Usenet Big8 Complete – 100K Sample

Dataset Summary

This dataset contains a random 100,000-post sample from the complete Usenet Big8 hierarchies (alt, comp, humanities, misc, news, rec, sci, soc, talk).

The samples are released under Apache-2.0 and intended for research, evaluation, and prototyping purposes.

Full Archive Statistics (Big8 Complete)

Hierarchy	Posts	Tokens	Oldest	Newest
GLOBAL (Big8)	155,215,668	375,839,972,798	1/1/80	12/11/13

The full archive represents ~376 billion tokens of authentic, unfiltered pre-social-media discussions spanning 1980–2013.

> [List of tasks]:
(1) From the Usenet dataset summary, copy the passage starting at "The samples are" and ending at "discussions spanning 1980–2013.", without changing a word.
(2) Name every column heading in the statistics table of the Usenet dataset summary.

> [Data provided]:
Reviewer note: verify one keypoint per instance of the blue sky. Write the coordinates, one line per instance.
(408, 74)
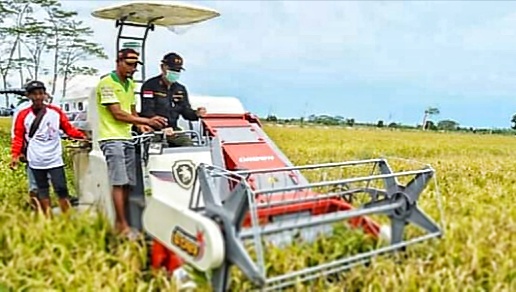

> [Response list]:
(1)
The samples are released under Apache-2.0 and intended for research, evaluation, and prototyping purposes.

Full Archive Statistics (Big8 Complete)

Hierarchy	Posts	Tokens	Oldest	Newest
GLOBAL (Big8)	155,215,668	375,839,972,798	1/1/80	12/11/13

The full archive represents ~376 billion tokens of authentic, unfiltered pre-social-media discussions spanning 1980–2013.

(2) Hierarchy, Posts, Tokens, Oldest, Newest